Obiettivo: Converti tutte le righe seguenti in una lista JSON di stringhe, una stringa per riga, omettendo le righe vuote. Escludi le immagini dal risultato.

:: Dati ::

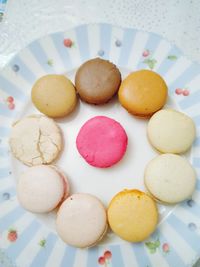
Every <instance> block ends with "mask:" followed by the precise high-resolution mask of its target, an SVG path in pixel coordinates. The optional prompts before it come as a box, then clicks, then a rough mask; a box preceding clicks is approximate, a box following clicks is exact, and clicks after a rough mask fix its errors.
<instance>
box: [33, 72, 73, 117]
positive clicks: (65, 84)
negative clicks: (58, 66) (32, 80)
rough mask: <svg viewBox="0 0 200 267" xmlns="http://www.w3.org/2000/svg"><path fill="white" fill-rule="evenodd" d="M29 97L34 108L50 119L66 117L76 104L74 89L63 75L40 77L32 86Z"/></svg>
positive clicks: (46, 75)
mask: <svg viewBox="0 0 200 267" xmlns="http://www.w3.org/2000/svg"><path fill="white" fill-rule="evenodd" d="M31 96H32V101H33V104H34V105H35V106H36V108H37V109H38V110H39V111H40V112H42V113H44V114H45V115H47V116H49V117H52V118H58V117H64V116H66V115H68V114H69V113H71V112H72V110H73V109H74V108H75V106H76V102H77V97H76V91H75V87H74V85H73V84H72V82H71V81H70V80H69V79H67V78H66V77H65V76H64V75H56V74H49V75H45V76H43V77H41V78H40V79H39V80H37V81H36V82H35V84H34V85H33V88H32V92H31Z"/></svg>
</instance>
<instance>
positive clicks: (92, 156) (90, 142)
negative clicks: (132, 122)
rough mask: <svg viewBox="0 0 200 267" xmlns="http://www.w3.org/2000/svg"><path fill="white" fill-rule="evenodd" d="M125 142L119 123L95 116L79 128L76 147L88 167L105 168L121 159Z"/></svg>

:::

Risposta:
[
  "Every <instance> block ends with \"mask:\" followed by the precise high-resolution mask of its target, an SVG path in pixel coordinates. The optional prompts before it come as a box, then clicks, then a rough mask; a box preceding clicks is approximate, a box following clicks is exact, and clicks after a rough mask fix its errors.",
  "<instance>",
  "box: [33, 72, 73, 117]",
  "positive clicks: (65, 84)",
  "negative clicks: (58, 66) (32, 80)",
  "rough mask: <svg viewBox=\"0 0 200 267\" xmlns=\"http://www.w3.org/2000/svg\"><path fill=\"white\" fill-rule=\"evenodd\" d=\"M29 97L34 108L50 119L66 117L76 104L74 89L63 75L40 77L32 86Z\"/></svg>",
  "positive clicks: (46, 75)",
  "mask: <svg viewBox=\"0 0 200 267\" xmlns=\"http://www.w3.org/2000/svg\"><path fill=\"white\" fill-rule=\"evenodd\" d=\"M31 96H32V101H33V104H34V105H35V106H36V108H37V109H38V110H39V111H40V112H42V113H44V114H45V115H47V116H49V117H52V118H58V117H64V116H66V115H68V114H69V113H71V112H72V110H73V109H74V108H75V106H76V102H77V97H76V91H75V87H74V85H73V84H72V82H71V81H70V80H69V79H67V78H66V77H65V76H64V75H56V74H49V75H45V76H43V77H41V78H40V79H39V80H37V81H36V82H35V84H34V85H33V88H32V92H31Z\"/></svg>",
  "</instance>",
  "<instance>",
  "positive clicks: (92, 156) (90, 142)",
  "negative clicks: (132, 122)",
  "rough mask: <svg viewBox=\"0 0 200 267\" xmlns=\"http://www.w3.org/2000/svg\"><path fill=\"white\" fill-rule=\"evenodd\" d=\"M125 142L119 123L95 116L79 128L76 147L88 167L105 168L121 159Z\"/></svg>"
]